Objective: Substitute "marker" for each "keypoint" in the listing below and write it out again with everything else unchanged, leaving the pictures out.

[Records from a data source]
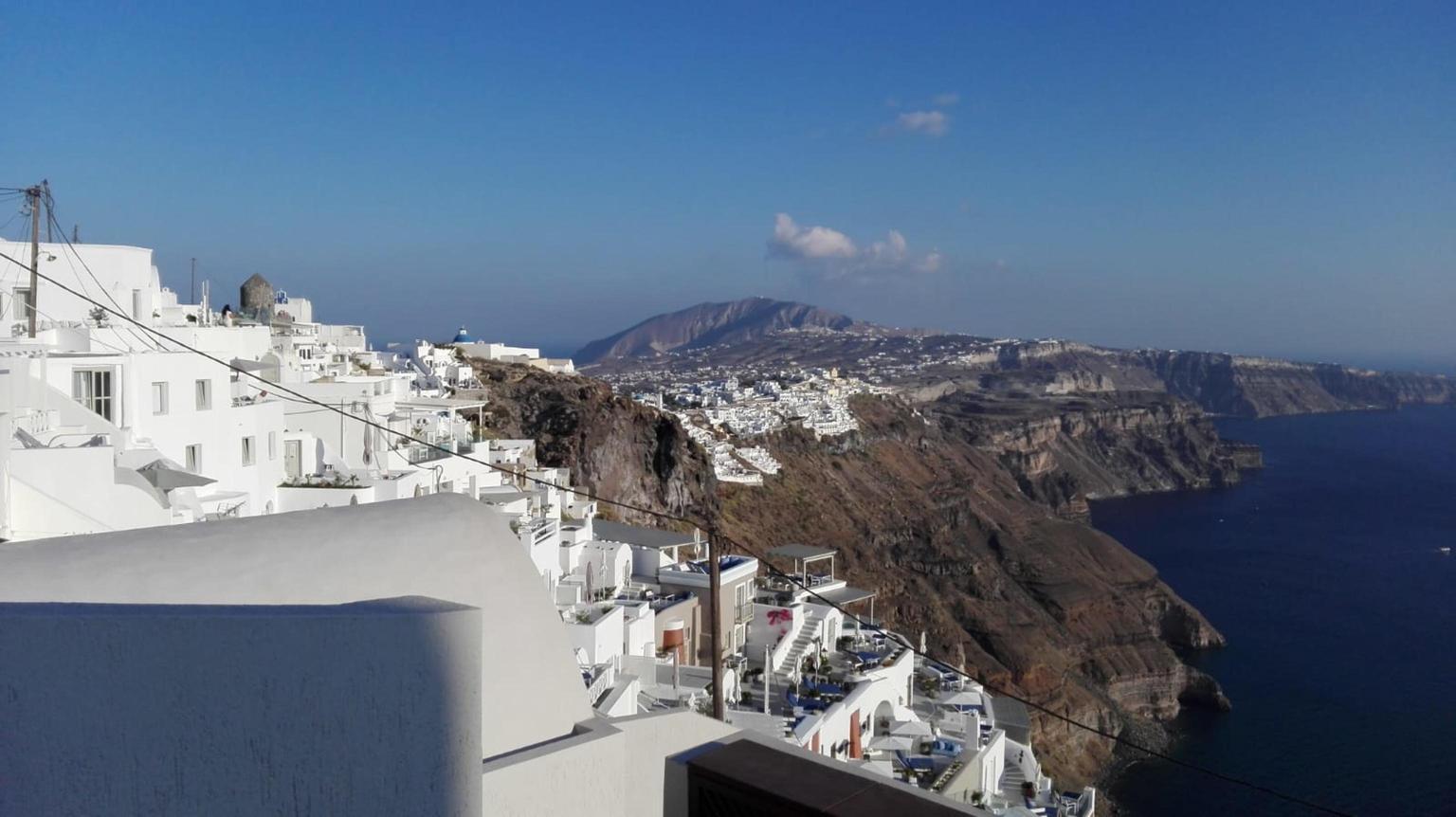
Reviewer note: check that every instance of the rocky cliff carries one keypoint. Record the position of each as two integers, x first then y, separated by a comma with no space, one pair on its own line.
1067,450
937,524
1224,383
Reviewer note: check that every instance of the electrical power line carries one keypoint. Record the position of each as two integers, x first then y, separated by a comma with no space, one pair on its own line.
714,539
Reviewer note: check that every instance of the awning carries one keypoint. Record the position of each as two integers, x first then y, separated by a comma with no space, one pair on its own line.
963,699
912,729
168,475
845,594
247,364
890,743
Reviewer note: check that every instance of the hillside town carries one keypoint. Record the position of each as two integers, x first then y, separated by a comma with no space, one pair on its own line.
204,480
727,414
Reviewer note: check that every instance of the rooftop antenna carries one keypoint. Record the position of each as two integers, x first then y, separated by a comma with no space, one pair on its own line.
49,210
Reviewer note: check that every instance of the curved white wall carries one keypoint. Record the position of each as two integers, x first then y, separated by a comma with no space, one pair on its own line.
445,546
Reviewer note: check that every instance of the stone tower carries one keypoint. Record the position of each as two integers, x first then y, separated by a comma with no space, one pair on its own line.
255,296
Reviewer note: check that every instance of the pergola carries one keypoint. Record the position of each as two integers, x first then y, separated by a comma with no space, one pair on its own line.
806,555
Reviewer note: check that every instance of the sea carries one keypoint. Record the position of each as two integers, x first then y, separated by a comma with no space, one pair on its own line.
1323,570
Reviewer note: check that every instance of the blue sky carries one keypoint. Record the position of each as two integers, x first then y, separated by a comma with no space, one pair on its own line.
1265,178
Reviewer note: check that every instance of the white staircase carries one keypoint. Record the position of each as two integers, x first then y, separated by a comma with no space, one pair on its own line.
803,643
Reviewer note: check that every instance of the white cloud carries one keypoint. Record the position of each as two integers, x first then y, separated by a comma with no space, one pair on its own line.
792,241
830,254
928,122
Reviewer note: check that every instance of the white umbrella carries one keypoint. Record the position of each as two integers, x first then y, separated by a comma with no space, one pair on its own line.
912,729
890,743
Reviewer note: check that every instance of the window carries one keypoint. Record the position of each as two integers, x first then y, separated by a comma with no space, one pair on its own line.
92,390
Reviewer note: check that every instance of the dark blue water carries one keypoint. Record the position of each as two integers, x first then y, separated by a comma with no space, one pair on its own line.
1323,574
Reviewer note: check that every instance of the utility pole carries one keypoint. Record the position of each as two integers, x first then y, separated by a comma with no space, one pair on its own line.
34,194
715,615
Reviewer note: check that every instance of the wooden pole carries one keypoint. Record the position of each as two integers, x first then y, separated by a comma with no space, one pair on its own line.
35,252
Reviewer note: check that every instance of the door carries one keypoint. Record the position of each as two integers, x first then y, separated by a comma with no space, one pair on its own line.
293,458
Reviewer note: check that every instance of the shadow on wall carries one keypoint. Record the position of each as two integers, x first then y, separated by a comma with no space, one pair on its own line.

Response below:
Reviewer note: check that every instance of the rocky cliff carries one marker. Record the position of each as two integers, x first then y, separated by a comma with no space, one pair on its own line.
1067,450
937,524
1224,383
Reviewer note: check that every instance of the electrical power line carries one marker. Record the position of each as two integers, x first then y, separated by a comma with no space, one pair on its own line.
714,539
Reviewer note: check that every instance of the awning carries one marker. Record the position of each as two integers, x first then y, separated by a comma with no space, one pair on its own line.
963,699
912,729
168,475
845,594
247,364
890,743
Reviewer note: check that every instance of the hillside town carries one marker. Record the position of each as two integers, x first then y, separated by a comma with no space, one pair on its own line.
204,480
727,414
Reviewer note: check that every instance of the rooftop antenna carries one marker. Record the position of each as two integers, x first then y, separated by a comma with no space, one pair on its own line.
49,210
Reviewer note: check that every instance of the curved white wall carries one marker. Record the position of each as two integers, x first then y, separated by a comma with no space, one pair on its own line.
445,546
Reviewer note: check that every instance of the stone tower carries one marker. Record the position of each as two integers, x first then y, separated by a comma with no space, one pair on its own line.
255,296
Reviewer note: check that every instance of the pergola carries one marker. Record the position of each as two integers, x first then y, separated by a comma with no space, one pair on its own line.
806,555
Reviewer note: check that every instance of the sea carries one marker. Record the position of each as two integers, x first then y, separated by a comma with no space, one pair on its own line.
1323,570
Reviewer note: check that every instance of the blue sky carries one marker. Record the position of each as two integers, x first then y, separated by a comma with no space, one pair on its own line.
1265,178
Reviewer note: check that every instance of the white staircase carries one marker. Record the position of each as two integers, x first then y, separated by a comma with no space, one pair on its own line.
803,643
Reviewer note: check that every instance of the white cloud carries one marker. Record the position of each as two integers, x first then y, separated by a comma with no space, one pair on its own line.
792,241
830,254
928,122
Reviewer note: check that every instance of the white umbrella carries one marker. Record the position of each as two integers, x first then y, separated by a comma with no space, one pair on its own line.
912,729
890,743
Reviewer note: check that every instance of the window carries one marker. Record the position of each as two integers, x first then y, separated by a comma with no space, one pair on its own line.
92,390
Reviewer note: check that every instance of the dark blue water carries one marker. Record the position of each as two integers, x first then y, separated by a comma with no space, one pair on its own line.
1323,574
Reviewer note: check that every instance of the utility pole carries one marker. Record the position of each as two integers, x first then y, separated by a comma with no space, one pair on its own line.
34,194
715,615
Reviewer note: check that every instance of the wooden pole carries one marker. Record the position of each as two integers, x first then y, separated by a comma with no space, one pair on its own line.
35,252
Reviewer note: check that every instance of the door carries one marker. Record the position of each as two integers, x first then y, separated by a comma with no space, one pair on its own line.
293,458
Reviewer note: check that every instance of the shadow on wall carries one marker. Record the position of each as two integers, x first then y, separated by a comma with no space, one pair on its own line.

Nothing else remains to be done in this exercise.